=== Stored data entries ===
»»
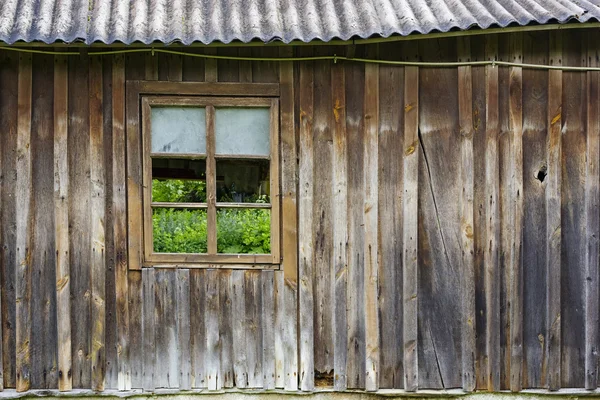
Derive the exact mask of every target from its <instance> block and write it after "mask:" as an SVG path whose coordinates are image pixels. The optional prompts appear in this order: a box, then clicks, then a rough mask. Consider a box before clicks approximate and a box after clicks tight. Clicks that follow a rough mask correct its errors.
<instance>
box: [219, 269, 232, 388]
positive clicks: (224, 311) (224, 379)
mask: <svg viewBox="0 0 600 400" xmlns="http://www.w3.org/2000/svg"><path fill="white" fill-rule="evenodd" d="M230 288H231V270H227V269H226V270H222V271H219V302H220V304H221V308H220V309H219V338H220V344H219V345H220V349H221V373H220V374H219V376H221V377H222V379H221V380H222V381H223V384H222V386H223V388H231V387H233V343H232V340H233V332H232V319H231V291H230Z"/></svg>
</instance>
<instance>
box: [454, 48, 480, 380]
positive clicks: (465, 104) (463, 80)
mask: <svg viewBox="0 0 600 400" xmlns="http://www.w3.org/2000/svg"><path fill="white" fill-rule="evenodd" d="M457 40H458V59H459V61H470V60H471V43H470V39H469V38H468V37H464V38H458V39H457ZM458 113H459V123H460V141H461V143H460V146H461V183H462V190H461V197H460V206H461V218H460V219H461V230H460V232H461V241H462V246H461V251H462V268H461V274H462V284H461V288H462V289H461V303H462V304H461V306H462V313H461V319H462V321H461V330H462V341H461V357H462V387H463V389H464V390H465V391H467V392H472V391H473V390H475V350H476V346H475V264H474V258H473V256H474V254H473V253H474V237H473V235H474V221H473V190H474V177H473V81H472V72H471V67H470V66H465V67H459V68H458Z"/></svg>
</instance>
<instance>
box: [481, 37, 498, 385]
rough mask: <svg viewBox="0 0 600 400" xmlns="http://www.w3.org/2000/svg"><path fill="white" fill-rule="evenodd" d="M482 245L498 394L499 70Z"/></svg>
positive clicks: (485, 293)
mask: <svg viewBox="0 0 600 400" xmlns="http://www.w3.org/2000/svg"><path fill="white" fill-rule="evenodd" d="M485 53H486V59H487V60H497V58H498V36H490V37H488V38H486V43H485ZM485 104H486V108H485V119H486V131H485V154H486V157H485V215H486V219H485V242H484V243H485V244H484V268H485V271H484V286H485V303H486V307H487V314H486V319H485V323H486V330H485V337H486V338H485V342H486V353H487V367H486V377H485V381H486V383H487V389H488V390H492V391H498V390H500V265H499V260H498V256H499V253H498V250H499V241H500V208H499V205H500V201H499V189H500V179H499V174H498V170H499V158H498V153H499V152H498V135H499V133H500V121H499V107H498V68H497V67H494V66H486V67H485Z"/></svg>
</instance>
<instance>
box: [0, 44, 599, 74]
mask: <svg viewBox="0 0 600 400" xmlns="http://www.w3.org/2000/svg"><path fill="white" fill-rule="evenodd" d="M0 50H7V51H15V52H20V53H31V54H45V55H55V56H81V54H82V53H80V52H76V51H52V50H38V49H28V48H22V47H9V46H0ZM132 53H151V54H152V55H153V56H155V55H156V54H157V53H162V54H173V55H179V56H184V57H197V58H205V59H216V60H234V61H259V62H260V61H264V62H302V61H333V62H334V63H337V62H338V61H350V62H360V63H365V64H383V65H397V66H404V67H422V68H455V67H480V66H488V65H489V66H492V67H496V66H502V67H518V68H525V69H541V70H560V71H579V72H588V71H600V67H572V66H564V65H546V64H526V63H514V62H509V61H498V60H486V61H453V62H449V61H448V62H446V61H444V62H430V61H393V60H376V59H370V58H354V57H347V56H338V55H335V54H334V55H332V56H313V57H281V58H268V57H240V56H220V55H216V54H199V53H190V52H185V51H179V50H169V49H162V48H160V49H157V48H154V47H152V48H142V49H122V50H107V51H93V52H88V53H87V55H88V56H105V55H118V54H132Z"/></svg>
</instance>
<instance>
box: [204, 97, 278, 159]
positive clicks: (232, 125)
mask: <svg viewBox="0 0 600 400" xmlns="http://www.w3.org/2000/svg"><path fill="white" fill-rule="evenodd" d="M270 113H271V112H270V109H269V108H241V107H237V108H217V109H216V111H215V119H216V121H215V129H216V153H217V154H231V155H237V154H244V155H251V156H265V157H268V156H269V154H270V153H271V151H270V143H271V140H270V119H271V116H270Z"/></svg>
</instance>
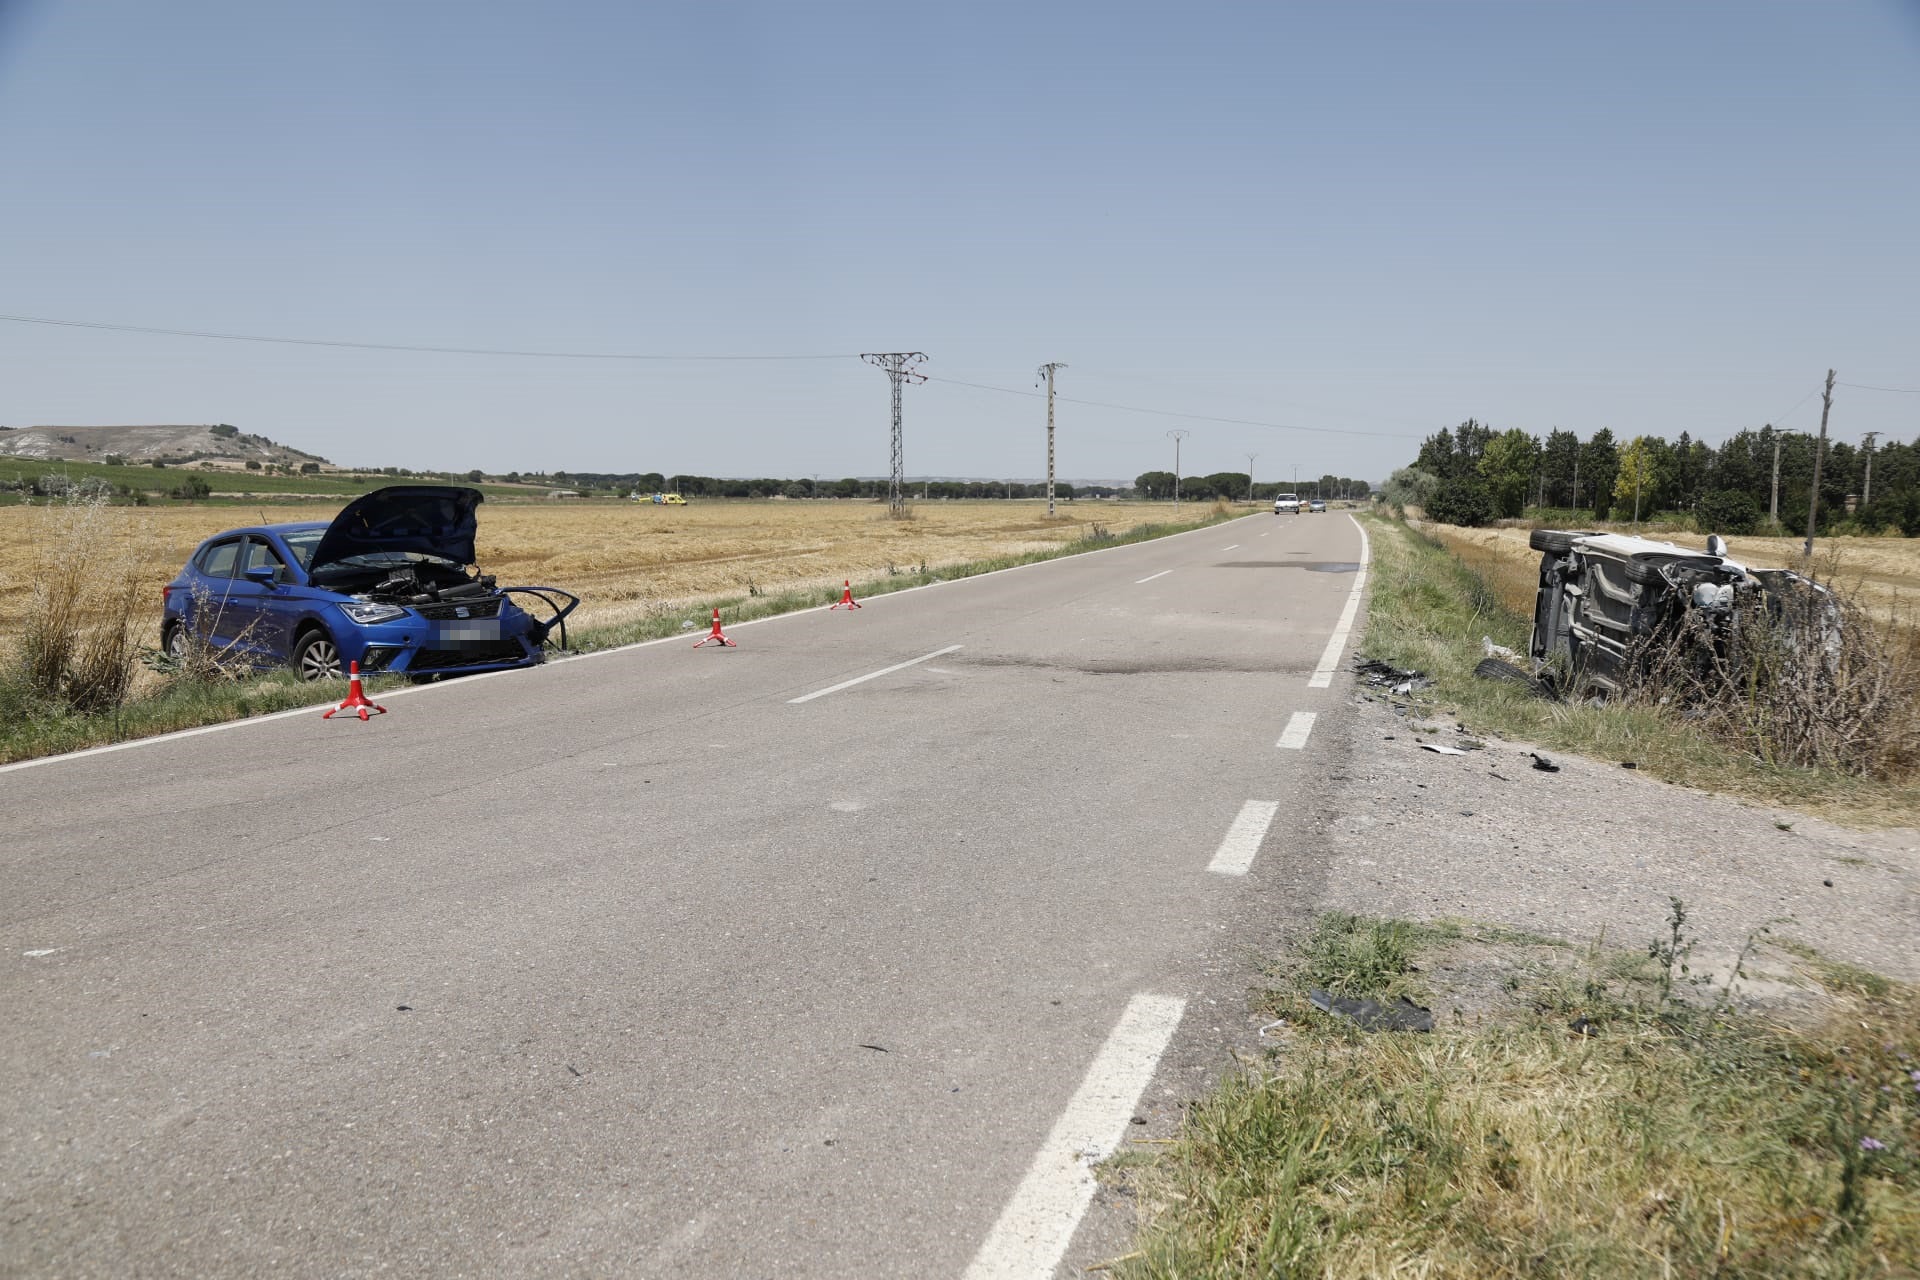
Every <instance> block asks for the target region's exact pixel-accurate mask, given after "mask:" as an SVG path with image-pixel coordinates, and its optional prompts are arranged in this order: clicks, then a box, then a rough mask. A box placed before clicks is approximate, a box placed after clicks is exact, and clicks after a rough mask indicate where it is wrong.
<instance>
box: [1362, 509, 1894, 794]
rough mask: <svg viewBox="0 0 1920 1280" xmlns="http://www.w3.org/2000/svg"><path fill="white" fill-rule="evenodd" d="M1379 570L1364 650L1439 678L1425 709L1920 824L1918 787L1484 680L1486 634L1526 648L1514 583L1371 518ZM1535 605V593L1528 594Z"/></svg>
mask: <svg viewBox="0 0 1920 1280" xmlns="http://www.w3.org/2000/svg"><path fill="white" fill-rule="evenodd" d="M1367 532H1369V535H1371V539H1373V570H1371V581H1369V597H1367V637H1365V641H1363V643H1361V652H1363V654H1365V656H1369V658H1380V660H1382V662H1390V664H1394V666H1402V668H1417V670H1421V672H1427V674H1428V676H1432V677H1434V685H1432V687H1430V689H1425V691H1421V693H1419V695H1415V699H1413V700H1415V702H1417V704H1419V710H1421V712H1432V710H1450V712H1453V714H1457V716H1459V718H1461V720H1463V722H1467V723H1469V725H1471V727H1473V729H1475V731H1484V733H1498V735H1500V737H1507V739H1517V741H1524V743H1538V745H1542V747H1555V748H1561V750H1569V752H1576V754H1582V756H1594V758H1599V760H1619V762H1626V760H1630V762H1634V764H1636V768H1640V770H1642V771H1645V773H1651V775H1653V777H1661V779H1667V781H1672V783H1682V785H1690V787H1701V789H1707V791H1718V793H1724V794H1734V796H1743V798H1749V800H1757V802H1763V804H1778V806H1786V808H1795V810H1801V812H1807V814H1816V816H1820V818H1828V819H1832V821H1837V823H1845V825H1853V827H1907V825H1920V789H1916V787H1912V785H1897V783H1882V781H1870V779H1860V777H1853V775H1849V773H1843V771H1839V770H1809V768H1789V766H1776V764H1766V762H1761V760H1755V758H1753V756H1747V754H1741V752H1738V750H1734V748H1730V747H1724V745H1720V743H1715V741H1711V739H1707V737H1703V735H1699V733H1695V731H1693V729H1692V727H1690V725H1688V723H1686V722H1684V720H1680V716H1676V714H1672V712H1668V710H1663V708H1657V706H1626V704H1607V706H1590V704H1574V706H1569V704H1561V702H1548V700H1542V699H1536V697H1530V695H1528V693H1526V691H1524V689H1521V687H1515V685H1505V683H1500V681H1488V679H1476V677H1475V674H1473V668H1475V664H1476V662H1480V658H1482V656H1484V651H1482V637H1492V639H1494V641H1496V643H1500V645H1507V647H1509V649H1517V651H1521V652H1524V651H1526V637H1528V631H1530V628H1532V620H1530V618H1528V616H1524V614H1521V612H1515V610H1513V608H1511V606H1509V604H1507V603H1505V601H1511V599H1515V591H1513V585H1511V583H1500V581H1496V580H1492V578H1490V574H1492V572H1509V570H1500V568H1498V566H1482V568H1476V566H1473V564H1467V562H1463V560H1461V558H1459V557H1455V555H1452V553H1450V551H1448V549H1446V547H1442V545H1440V543H1436V541H1432V539H1430V537H1427V535H1423V533H1419V532H1415V530H1411V528H1407V526H1405V524H1400V522H1394V520H1384V518H1367ZM1528 599H1530V593H1528Z"/></svg>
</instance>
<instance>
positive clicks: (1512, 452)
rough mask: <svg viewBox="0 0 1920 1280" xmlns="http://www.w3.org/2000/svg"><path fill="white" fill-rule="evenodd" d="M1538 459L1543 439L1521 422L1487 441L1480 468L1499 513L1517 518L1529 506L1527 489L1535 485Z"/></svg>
mask: <svg viewBox="0 0 1920 1280" xmlns="http://www.w3.org/2000/svg"><path fill="white" fill-rule="evenodd" d="M1538 459H1540V441H1538V439H1534V438H1532V436H1528V434H1526V432H1523V430H1521V428H1517V426H1515V428H1513V430H1507V432H1501V434H1500V436H1494V438H1492V439H1490V441H1488V443H1486V449H1484V451H1482V453H1480V468H1478V470H1480V476H1482V478H1484V480H1486V487H1488V493H1490V495H1492V499H1494V510H1496V514H1500V516H1501V518H1507V520H1513V518H1515V516H1519V514H1521V512H1523V510H1526V489H1530V487H1532V482H1534V464H1536V462H1538Z"/></svg>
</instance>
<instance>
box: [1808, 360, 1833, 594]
mask: <svg viewBox="0 0 1920 1280" xmlns="http://www.w3.org/2000/svg"><path fill="white" fill-rule="evenodd" d="M1832 409H1834V370H1832V368H1828V370H1826V391H1824V393H1822V395H1820V443H1816V445H1814V447H1812V491H1811V493H1807V545H1805V549H1803V551H1805V555H1807V558H1809V560H1812V530H1814V526H1816V524H1818V520H1820V461H1822V455H1824V453H1826V415H1828V413H1830V411H1832Z"/></svg>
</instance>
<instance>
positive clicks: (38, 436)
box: [0, 422, 332, 466]
mask: <svg viewBox="0 0 1920 1280" xmlns="http://www.w3.org/2000/svg"><path fill="white" fill-rule="evenodd" d="M0 457H13V459H42V461H48V462H54V461H65V462H104V461H106V459H109V457H121V459H127V461H129V462H200V461H211V462H227V464H230V466H246V464H248V462H250V461H252V462H261V464H267V462H278V464H282V466H298V464H301V462H321V464H324V466H332V462H328V461H326V459H323V457H321V455H317V453H303V451H300V449H294V447H290V445H276V443H273V441H271V439H267V438H265V436H250V434H248V432H242V430H240V428H236V426H228V424H225V422H217V424H205V426H19V428H13V430H6V428H0Z"/></svg>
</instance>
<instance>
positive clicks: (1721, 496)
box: [1693, 489, 1761, 533]
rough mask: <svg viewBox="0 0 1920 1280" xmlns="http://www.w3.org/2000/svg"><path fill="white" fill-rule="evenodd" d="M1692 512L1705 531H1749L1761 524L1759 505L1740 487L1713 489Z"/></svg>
mask: <svg viewBox="0 0 1920 1280" xmlns="http://www.w3.org/2000/svg"><path fill="white" fill-rule="evenodd" d="M1693 514H1695V516H1697V518H1699V528H1701V530H1705V532H1707V533H1751V532H1753V530H1755V528H1759V524H1761V505H1759V503H1757V501H1753V495H1751V493H1745V491H1741V489H1715V491H1713V493H1709V495H1707V497H1703V499H1699V509H1697V510H1695V512H1693Z"/></svg>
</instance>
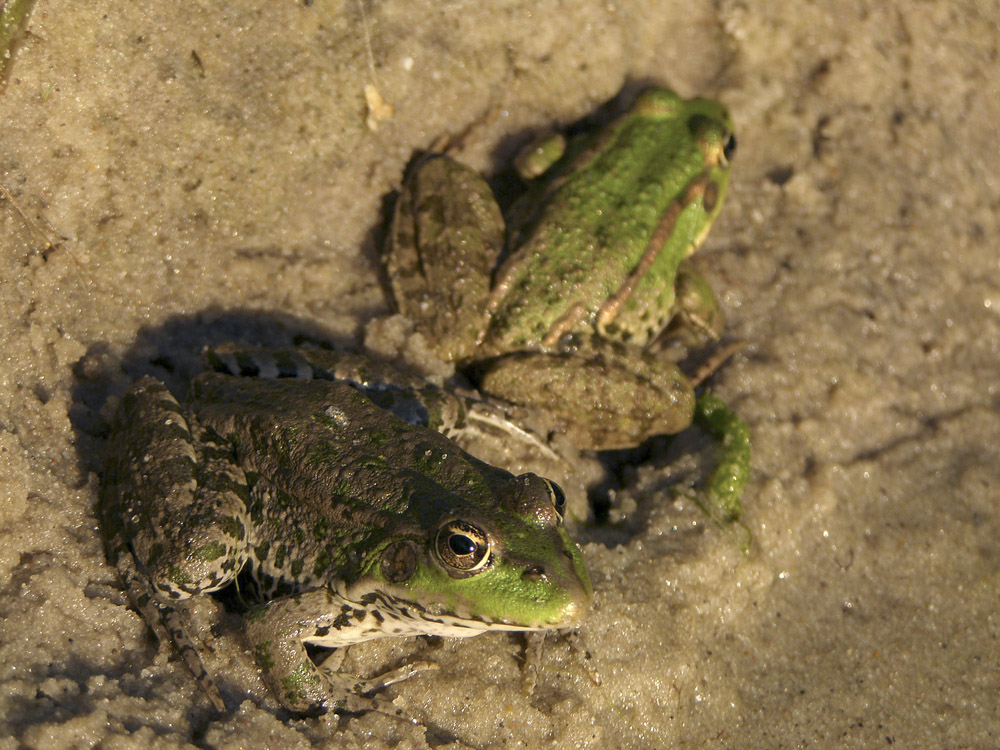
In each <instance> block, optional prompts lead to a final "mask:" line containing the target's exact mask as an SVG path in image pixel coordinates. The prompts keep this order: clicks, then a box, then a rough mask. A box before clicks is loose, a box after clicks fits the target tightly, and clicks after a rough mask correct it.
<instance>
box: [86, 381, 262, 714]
mask: <svg viewBox="0 0 1000 750" xmlns="http://www.w3.org/2000/svg"><path fill="white" fill-rule="evenodd" d="M231 454H232V450H231V448H229V447H227V446H226V445H224V444H222V443H220V442H217V441H216V440H215V439H214V436H208V435H205V434H203V431H202V430H201V429H200V428H199V427H198V425H197V424H190V423H189V421H188V420H187V419H186V418H185V416H184V414H183V411H182V409H181V407H180V405H179V404H178V403H177V400H176V399H175V398H174V397H173V396H172V395H171V394H170V392H169V391H168V390H167V388H166V387H165V386H164V385H163V383H161V382H160V381H158V380H156V379H154V378H144V379H142V380H140V381H139V382H138V383H136V384H135V385H134V386H132V388H130V389H129V390H128V392H126V393H125V395H124V396H123V398H122V402H121V405H120V407H119V409H118V413H117V415H116V419H115V424H114V426H113V429H112V433H111V437H110V439H109V444H108V455H109V460H108V462H107V465H106V467H105V471H104V477H103V481H102V491H101V499H100V503H99V506H98V512H99V515H100V517H101V527H102V529H103V531H104V534H105V538H106V543H107V549H108V557H109V559H110V561H111V562H112V563H114V564H115V565H116V566H117V567H118V569H119V571H120V573H121V575H122V578H123V581H124V583H125V587H126V590H127V592H128V594H129V598H130V599H131V600H132V602H133V605H134V606H135V607H136V609H138V610H139V611H140V613H142V615H143V617H144V618H145V619H146V621H147V622H148V623H149V626H150V627H151V628H152V629H153V631H154V632H155V633H156V635H157V637H158V638H160V639H161V640H162V637H163V636H164V635H168V636H169V638H170V640H172V641H173V642H174V644H175V646H176V647H177V649H178V650H179V652H180V653H181V655H182V657H183V658H184V660H185V662H186V663H187V664H188V666H189V668H190V669H191V671H192V672H193V673H194V675H195V677H196V678H197V679H198V681H199V683H201V685H202V687H203V688H204V689H205V691H206V693H207V694H208V695H209V697H210V699H211V700H212V702H213V704H214V705H215V707H216V708H217V709H219V710H223V709H224V704H223V703H222V699H221V697H220V696H219V693H218V690H217V688H216V687H215V686H214V684H212V681H211V679H210V678H209V677H208V674H207V672H206V671H205V668H204V666H203V664H202V659H201V656H200V653H199V649H198V647H197V646H196V645H195V641H194V639H192V638H191V636H190V635H189V634H188V633H187V632H186V630H185V628H184V625H183V622H182V618H181V617H180V615H179V613H178V612H177V610H176V609H175V608H174V607H173V606H171V604H170V602H171V601H172V600H179V599H184V598H187V597H189V596H191V595H193V594H198V593H201V592H208V591H214V590H216V589H219V588H221V587H223V586H225V585H226V584H227V583H228V582H229V581H230V580H232V578H233V577H234V575H235V574H236V572H238V571H239V569H240V568H241V567H242V566H243V563H244V562H245V561H246V558H247V549H246V534H245V532H244V529H243V524H242V521H241V518H242V517H243V515H244V514H245V512H246V507H245V503H244V500H243V495H244V494H245V489H244V487H245V481H246V480H245V477H244V475H243V472H242V471H241V470H240V469H239V468H238V467H237V466H235V464H234V463H233V461H232V455H231Z"/></svg>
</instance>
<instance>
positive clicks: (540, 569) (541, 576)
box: [521, 565, 549, 581]
mask: <svg viewBox="0 0 1000 750" xmlns="http://www.w3.org/2000/svg"><path fill="white" fill-rule="evenodd" d="M521 578H523V579H524V580H526V581H547V580H549V574H548V573H547V572H546V571H545V567H544V566H543V565H529V566H528V567H527V568H525V570H524V573H522V574H521Z"/></svg>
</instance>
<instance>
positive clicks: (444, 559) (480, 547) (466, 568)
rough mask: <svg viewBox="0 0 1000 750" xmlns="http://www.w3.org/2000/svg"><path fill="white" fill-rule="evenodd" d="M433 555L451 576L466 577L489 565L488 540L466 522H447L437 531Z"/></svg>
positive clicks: (477, 528)
mask: <svg viewBox="0 0 1000 750" xmlns="http://www.w3.org/2000/svg"><path fill="white" fill-rule="evenodd" d="M434 554H435V556H436V557H437V559H438V561H439V562H440V563H441V564H442V565H443V566H444V567H445V569H446V570H447V571H448V572H449V573H451V574H452V575H455V574H458V575H459V576H468V575H473V574H475V573H478V572H479V571H481V570H484V569H485V568H486V567H487V566H488V565H489V563H490V559H491V557H492V555H491V553H490V540H489V537H487V536H486V533H485V532H484V531H483V530H482V529H480V528H479V527H477V526H473V525H472V524H471V523H467V522H466V521H457V520H456V521H448V522H447V523H445V524H444V525H442V526H441V528H440V529H438V533H437V536H436V537H435V539H434Z"/></svg>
««
Find every line in the items above that contains the string "approximate", matching case exactly, and copy each such line in full.

Derive the exact mask of every target from its <instance> block and write it after "mask:" as an SVG path whose coordinates are image pixels. The optional prompts appear in this order: a box, then clicks, then a rough mask. Consider a box before clicks approximate and a box after clicks tight. Clicks that follow a rough mask correct its errors.
Every <instance> block asks for the target region's exact pixel-accurate mask, given after "mask:" as an SVG path with image-pixel coordinates, and its optional prompts are arranged in this order: clicks, then a box, then a rough mask. A box placed before clicks is approximate, a box placed after clicks is exact, and clicks after a rough mask indicate where it is wrong.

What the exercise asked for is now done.